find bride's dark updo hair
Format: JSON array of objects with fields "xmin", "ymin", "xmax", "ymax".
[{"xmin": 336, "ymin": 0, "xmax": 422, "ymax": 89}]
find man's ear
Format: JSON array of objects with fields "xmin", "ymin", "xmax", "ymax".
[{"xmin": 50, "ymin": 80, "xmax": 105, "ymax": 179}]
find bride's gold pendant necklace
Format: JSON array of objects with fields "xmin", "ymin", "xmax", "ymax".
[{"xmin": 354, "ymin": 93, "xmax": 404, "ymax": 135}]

◆ ◆ ◆ ◆ ◆ ◆ ◆

Copy the listing again, starting at the line containing "find man's ear" and ending at the last line of the listing, with "necklace" swapped for "chain" and nothing else changed.

find man's ear
Format: JSON array of objects with fields "xmin", "ymin", "xmax", "ymax".
[{"xmin": 50, "ymin": 80, "xmax": 105, "ymax": 179}]
find bride's gold pendant chain
Format: JSON array of objects with fields "xmin", "ymin", "xmax", "ymax".
[{"xmin": 354, "ymin": 93, "xmax": 404, "ymax": 135}]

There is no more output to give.